## [TASK ITEM]
In the records below, the relevant part opens with the line containing "beside road here" and closes with the line containing "dirt embankment here"; print that part exactly and only, without its pictures.

## [LISTED ENTRIES]
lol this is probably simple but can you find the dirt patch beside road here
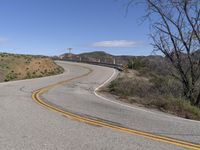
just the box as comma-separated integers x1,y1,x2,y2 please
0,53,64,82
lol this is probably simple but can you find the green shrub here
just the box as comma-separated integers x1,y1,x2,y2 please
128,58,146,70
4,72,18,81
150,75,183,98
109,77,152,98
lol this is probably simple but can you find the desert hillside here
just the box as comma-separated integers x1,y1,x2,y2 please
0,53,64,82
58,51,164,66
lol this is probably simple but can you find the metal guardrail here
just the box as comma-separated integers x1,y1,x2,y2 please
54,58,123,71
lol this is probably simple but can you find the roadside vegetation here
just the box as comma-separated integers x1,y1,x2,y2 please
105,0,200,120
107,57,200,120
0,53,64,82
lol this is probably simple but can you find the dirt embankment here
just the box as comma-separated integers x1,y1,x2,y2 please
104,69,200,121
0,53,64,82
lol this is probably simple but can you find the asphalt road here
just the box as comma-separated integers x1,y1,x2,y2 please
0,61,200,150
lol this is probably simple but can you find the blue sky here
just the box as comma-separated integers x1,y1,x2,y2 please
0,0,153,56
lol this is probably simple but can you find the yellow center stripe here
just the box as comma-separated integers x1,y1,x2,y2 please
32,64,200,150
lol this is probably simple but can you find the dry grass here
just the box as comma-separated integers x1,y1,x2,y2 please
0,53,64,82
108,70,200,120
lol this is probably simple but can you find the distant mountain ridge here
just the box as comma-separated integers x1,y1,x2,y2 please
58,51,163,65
---
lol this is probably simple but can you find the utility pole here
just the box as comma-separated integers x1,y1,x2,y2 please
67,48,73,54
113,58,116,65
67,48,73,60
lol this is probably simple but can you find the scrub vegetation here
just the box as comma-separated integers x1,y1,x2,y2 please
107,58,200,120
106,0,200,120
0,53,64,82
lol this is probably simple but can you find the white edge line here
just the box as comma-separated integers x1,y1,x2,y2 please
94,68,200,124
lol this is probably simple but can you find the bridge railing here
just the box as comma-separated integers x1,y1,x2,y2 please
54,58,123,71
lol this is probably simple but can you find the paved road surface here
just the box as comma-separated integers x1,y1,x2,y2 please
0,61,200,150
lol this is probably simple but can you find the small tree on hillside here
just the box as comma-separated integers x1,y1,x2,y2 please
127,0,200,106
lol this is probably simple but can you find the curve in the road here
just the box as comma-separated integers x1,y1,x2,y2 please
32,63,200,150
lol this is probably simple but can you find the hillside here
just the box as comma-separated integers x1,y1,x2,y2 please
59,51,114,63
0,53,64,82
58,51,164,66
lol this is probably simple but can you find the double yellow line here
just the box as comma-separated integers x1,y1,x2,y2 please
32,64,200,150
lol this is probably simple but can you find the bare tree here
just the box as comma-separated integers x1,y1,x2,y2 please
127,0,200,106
==
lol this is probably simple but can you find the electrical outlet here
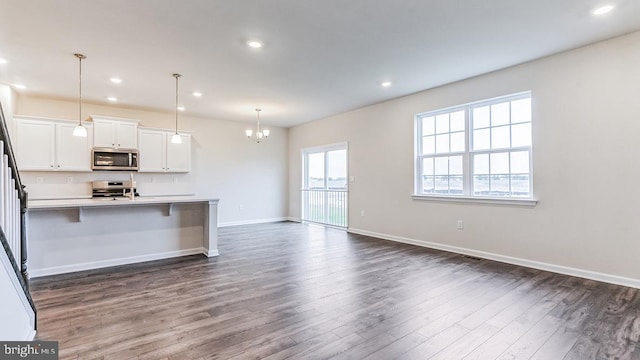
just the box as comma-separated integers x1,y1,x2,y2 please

## [YOUR RESPONSE]
lol this is probably simple but can you find the dirt patch beside road here
just the box as comma-separated integers x1,y1,x2,y2 please
0,53,64,82
lol this is probably simple but can you find the green shrub here
just the box as comma-separated integers x1,y1,x2,y2 please
128,58,146,70
4,72,18,81
150,75,183,98
109,77,152,98
lol this is probably simple but can you find the desert hillside here
just the box as comma-separated integers x1,y1,x2,y2 please
0,53,64,82
58,51,164,66
lol this is probably simple but can you find the metal guardrail here
just the box as comma-separated integers x1,y1,x2,y2 please
54,58,123,71
lol this is probably simple but can you find the roadside vegetation here
just the box as comma-separated integers x1,y1,x2,y2 please
105,0,200,120
107,57,200,120
0,53,64,82
lol this is probably simple but can you find the dirt embankment here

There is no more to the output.